DATASET ENTRIES:
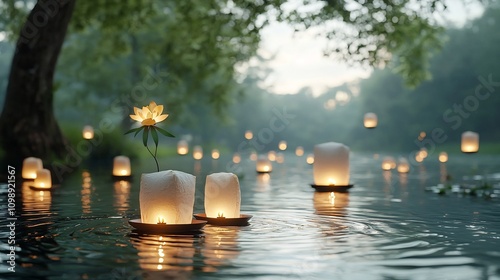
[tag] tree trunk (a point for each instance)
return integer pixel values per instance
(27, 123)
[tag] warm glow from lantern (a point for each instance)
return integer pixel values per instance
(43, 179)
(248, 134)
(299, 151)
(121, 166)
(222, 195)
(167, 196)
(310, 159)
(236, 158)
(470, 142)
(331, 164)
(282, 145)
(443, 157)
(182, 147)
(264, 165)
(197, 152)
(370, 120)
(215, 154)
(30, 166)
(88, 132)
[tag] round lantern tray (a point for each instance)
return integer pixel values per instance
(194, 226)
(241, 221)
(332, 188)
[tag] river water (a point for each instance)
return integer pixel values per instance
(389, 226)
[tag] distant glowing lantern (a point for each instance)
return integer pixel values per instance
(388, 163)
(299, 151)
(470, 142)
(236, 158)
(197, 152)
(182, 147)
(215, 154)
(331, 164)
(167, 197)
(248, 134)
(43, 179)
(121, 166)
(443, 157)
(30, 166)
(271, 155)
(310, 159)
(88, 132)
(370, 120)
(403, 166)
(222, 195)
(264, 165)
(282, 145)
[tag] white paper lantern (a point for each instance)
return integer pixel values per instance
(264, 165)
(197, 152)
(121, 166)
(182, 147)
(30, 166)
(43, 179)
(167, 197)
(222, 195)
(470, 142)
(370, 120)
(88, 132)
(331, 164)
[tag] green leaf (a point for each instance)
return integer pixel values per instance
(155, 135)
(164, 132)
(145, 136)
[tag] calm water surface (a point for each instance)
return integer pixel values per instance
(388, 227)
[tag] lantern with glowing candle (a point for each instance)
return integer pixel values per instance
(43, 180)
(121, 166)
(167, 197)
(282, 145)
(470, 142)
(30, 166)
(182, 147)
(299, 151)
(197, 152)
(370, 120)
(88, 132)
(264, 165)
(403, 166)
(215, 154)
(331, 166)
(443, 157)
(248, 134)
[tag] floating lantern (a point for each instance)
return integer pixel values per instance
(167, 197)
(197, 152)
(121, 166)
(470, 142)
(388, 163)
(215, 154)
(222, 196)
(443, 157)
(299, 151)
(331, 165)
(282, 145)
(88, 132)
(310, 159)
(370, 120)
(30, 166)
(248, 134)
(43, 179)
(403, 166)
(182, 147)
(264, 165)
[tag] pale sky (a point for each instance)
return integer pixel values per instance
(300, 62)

WHAT THIS TASK INVOLVES: The lines to copy are those above that contain "glowing".

RESULT OF THIS EXERCISE:
[tag] distant glowing lantern (a point for each instance)
[tag] lantern with glowing candle (a point for each instance)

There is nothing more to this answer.